PROVIDED INFORMATION »
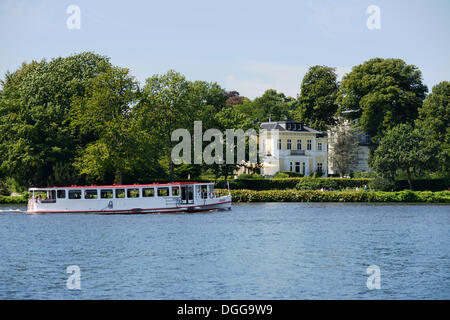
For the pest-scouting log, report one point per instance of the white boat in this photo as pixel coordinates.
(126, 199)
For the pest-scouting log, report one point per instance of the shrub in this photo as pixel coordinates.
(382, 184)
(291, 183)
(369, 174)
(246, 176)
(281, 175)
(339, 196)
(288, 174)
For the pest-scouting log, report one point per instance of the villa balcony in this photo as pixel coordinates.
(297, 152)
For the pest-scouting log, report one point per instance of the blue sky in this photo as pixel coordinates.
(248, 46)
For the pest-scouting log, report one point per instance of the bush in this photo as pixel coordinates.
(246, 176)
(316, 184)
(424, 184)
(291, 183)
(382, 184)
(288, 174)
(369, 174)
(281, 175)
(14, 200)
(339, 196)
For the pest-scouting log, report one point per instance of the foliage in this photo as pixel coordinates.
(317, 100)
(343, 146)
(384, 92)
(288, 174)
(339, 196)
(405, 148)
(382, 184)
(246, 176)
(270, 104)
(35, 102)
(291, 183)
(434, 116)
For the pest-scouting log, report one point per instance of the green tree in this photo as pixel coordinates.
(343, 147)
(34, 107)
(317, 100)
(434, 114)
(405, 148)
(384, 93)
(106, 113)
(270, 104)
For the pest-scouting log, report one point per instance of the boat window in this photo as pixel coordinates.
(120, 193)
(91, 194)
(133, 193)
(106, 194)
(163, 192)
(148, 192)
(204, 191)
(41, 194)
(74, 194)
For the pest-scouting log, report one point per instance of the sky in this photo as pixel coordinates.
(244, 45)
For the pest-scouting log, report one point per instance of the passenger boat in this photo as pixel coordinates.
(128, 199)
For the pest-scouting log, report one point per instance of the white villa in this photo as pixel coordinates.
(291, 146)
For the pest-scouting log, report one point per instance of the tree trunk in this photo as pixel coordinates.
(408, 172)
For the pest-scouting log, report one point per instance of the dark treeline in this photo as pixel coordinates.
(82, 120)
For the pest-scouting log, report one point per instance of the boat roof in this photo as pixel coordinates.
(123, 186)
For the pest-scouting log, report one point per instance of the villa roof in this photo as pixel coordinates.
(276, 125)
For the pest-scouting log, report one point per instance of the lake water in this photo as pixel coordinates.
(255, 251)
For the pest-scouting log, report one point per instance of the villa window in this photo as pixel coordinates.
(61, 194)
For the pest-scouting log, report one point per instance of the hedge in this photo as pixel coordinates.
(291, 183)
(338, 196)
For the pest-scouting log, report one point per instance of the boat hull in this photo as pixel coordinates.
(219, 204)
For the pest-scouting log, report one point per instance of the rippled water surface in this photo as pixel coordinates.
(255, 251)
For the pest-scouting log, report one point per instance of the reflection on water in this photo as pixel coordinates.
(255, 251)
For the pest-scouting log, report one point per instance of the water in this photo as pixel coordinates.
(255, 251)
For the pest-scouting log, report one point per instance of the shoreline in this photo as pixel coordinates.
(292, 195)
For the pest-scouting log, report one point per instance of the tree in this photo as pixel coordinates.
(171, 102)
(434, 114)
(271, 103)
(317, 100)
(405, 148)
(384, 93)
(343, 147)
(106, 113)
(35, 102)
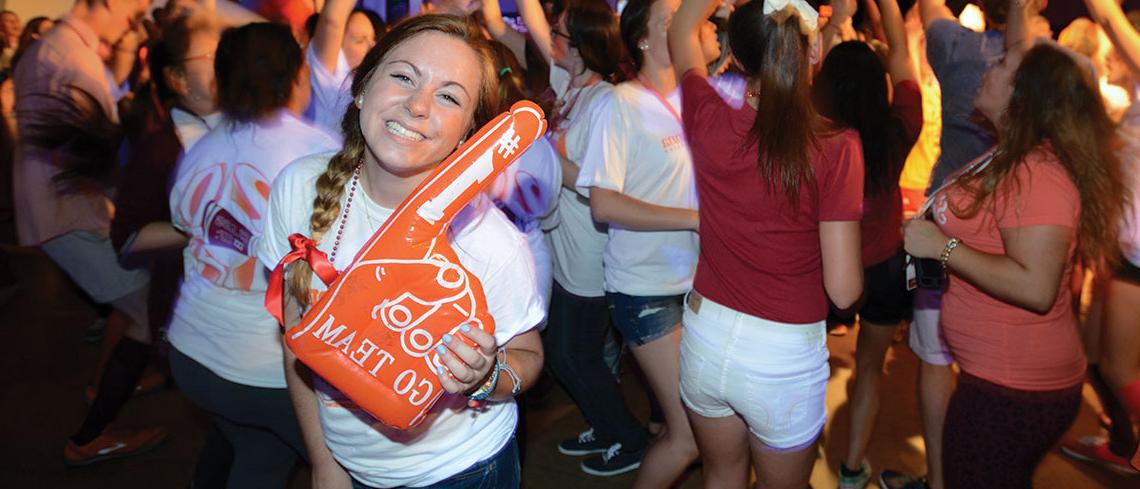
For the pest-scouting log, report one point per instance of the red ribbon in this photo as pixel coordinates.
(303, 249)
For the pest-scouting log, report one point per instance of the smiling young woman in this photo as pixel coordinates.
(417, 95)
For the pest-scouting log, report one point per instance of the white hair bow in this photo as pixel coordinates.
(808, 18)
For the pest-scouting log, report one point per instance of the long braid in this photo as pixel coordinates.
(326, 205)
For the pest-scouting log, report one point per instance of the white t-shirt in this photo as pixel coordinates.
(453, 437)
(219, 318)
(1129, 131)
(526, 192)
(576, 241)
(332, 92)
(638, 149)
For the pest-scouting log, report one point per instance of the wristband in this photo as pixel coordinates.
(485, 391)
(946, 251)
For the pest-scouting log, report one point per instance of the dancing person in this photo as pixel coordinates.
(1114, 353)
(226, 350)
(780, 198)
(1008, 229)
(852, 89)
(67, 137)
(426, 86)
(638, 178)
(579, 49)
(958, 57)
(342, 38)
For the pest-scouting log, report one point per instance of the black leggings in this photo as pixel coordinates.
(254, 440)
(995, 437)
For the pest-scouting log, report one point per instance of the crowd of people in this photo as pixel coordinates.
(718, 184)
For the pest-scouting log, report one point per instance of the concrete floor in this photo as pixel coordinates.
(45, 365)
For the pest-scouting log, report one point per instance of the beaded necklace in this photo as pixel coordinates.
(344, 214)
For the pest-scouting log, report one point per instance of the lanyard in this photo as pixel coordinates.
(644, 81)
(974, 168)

WHAT YOU SHOULD DO »
Please write out all the data again word for word, but not the pictures.

EXERCISE RESPONSE »
For the pest-scouting log, report one point per instance of the white boat in this photo as pixel coordinates.
(126, 199)
For the pest-scouting log, report one point per instance of the shrub in this photo as pixel coordinates.
(382, 184)
(291, 183)
(369, 174)
(246, 176)
(281, 175)
(339, 196)
(288, 174)
For the pest-scouting log, report one point per instance of the villa balcony in this photo as pixel coordinates.
(297, 152)
For the pest-scouting log, report one point per instance of the blue sky in this photo as pixel coordinates.
(248, 46)
For the pest-scouting log, report one point per instance of the bush in this photo as pixel coordinates.
(246, 176)
(316, 184)
(424, 184)
(291, 183)
(382, 184)
(288, 174)
(369, 174)
(281, 175)
(14, 200)
(339, 196)
For the pest-scouting log, report one point per instance of the foliage in this photo as pixel coordinates.
(317, 100)
(343, 146)
(384, 92)
(288, 174)
(339, 196)
(405, 148)
(382, 184)
(246, 176)
(270, 104)
(35, 102)
(291, 183)
(434, 116)
For the pest-scouting log, report one point per instance of the green tree in this photo as pixel coordinates.
(343, 147)
(34, 107)
(317, 100)
(434, 114)
(405, 148)
(384, 93)
(106, 113)
(270, 104)
For the pest-scouting log, report one point per instance of the boat window in this photo as pixel coordinates.
(120, 193)
(91, 194)
(133, 193)
(106, 194)
(163, 192)
(148, 192)
(204, 191)
(41, 194)
(74, 194)
For the pest-scouting log, report one point per instance of the sky in this photo as pixel coordinates.
(244, 45)
For the pest-scouting log, report one point per instance of the passenger boat in this photo as pixel coordinates.
(128, 199)
For the pest-scouting log, report one point per instance of the white villa in this photo as pixel coordinates.
(291, 146)
For the pest-scouting log, report one point per instance of the tree trunk in this photo as pixel coordinates.
(408, 172)
For the pest-scouting log, report one point per instance of the dark treeline in this photo as pixel coordinates.
(82, 120)
For the pest-scouting log, report one point per instance of the boat roof in this photo as pixel coordinates.
(123, 186)
For the pest-scouting log, report one point per instance of the villa roof in this photo as pixel coordinates.
(276, 125)
For the pest-scouting log, report one point per instance of the lake water in this photo as pixel coordinates.
(255, 251)
For the pest-scouting log, report one point per instance of the villa window in this photo as pixel coordinates.
(61, 194)
For the pest-scouting log, report one point per instance of the hedge in this photo as pixel coordinates.
(291, 183)
(338, 196)
For the pest-scouting log, report one point per instance of the boat hull in this photo as pixel coordinates.
(219, 204)
For the pest-scouting log, report one point per instance of the rippled water surface in this photo as pixel coordinates.
(255, 251)
For the pest-scouting log, report one point per instance of the reflection on water in this photo as pixel coordinates.
(255, 251)
For the pest-scouting log, report one point per instance of the water in this photo as pixel coordinates.
(255, 251)
For the pest-scouting log, report one point per instance of the shoreline in this photo as pixel coordinates.
(292, 195)
For the pest-scouting log, report one point per instance of the tree in this photo as pixel coordinates.
(171, 102)
(434, 114)
(271, 103)
(317, 100)
(405, 148)
(384, 93)
(343, 147)
(106, 113)
(35, 102)
For the pest-scouting log, report one point per instance of the red ribbon in this photo as pixel coordinates.
(303, 249)
For the pest-scouting log, report one point per instance of the smiling young woman in this photo as pixel coordinates.
(417, 95)
For the pest-scouting log, report one point per instance of the white hair bow in this photo as pixel coordinates.
(808, 18)
For the pest-scouting log, report one point per instance of the long braid in this photo as pixel coordinates.
(326, 205)
For the pest-scouting log, report one point per instance of the white t-shirt in this photo as pixel coordinates.
(453, 437)
(219, 318)
(1129, 131)
(526, 192)
(576, 241)
(332, 92)
(638, 149)
For the pest-scouting log, report one point per instance of the wristband in this photo as pixel coordinates.
(485, 391)
(946, 251)
For the pest-scouting log, report one point per instance of the dancing person in this photo as pixel coordinates.
(1114, 353)
(226, 350)
(780, 198)
(1008, 229)
(852, 89)
(67, 137)
(426, 86)
(638, 178)
(579, 49)
(958, 57)
(342, 38)
For the pest-scouting log, report one point per instance of the black leggings in this photo as pixel coordinates.
(254, 440)
(995, 437)
For the pest-scouting log, report one point per instance of the crowd of people in this photo as pixel coordinates.
(718, 184)
For the pest-scouting log, report one point per instance of the concrete floor in this photo as pixel coordinates.
(45, 365)
For the pest-scouting log, report one point per instance of the beaded necklace in this photo as pixel coordinates.
(344, 214)
For the pest-scouting log, report one point per instance of the lanyard in this photo as pixel coordinates.
(644, 81)
(974, 168)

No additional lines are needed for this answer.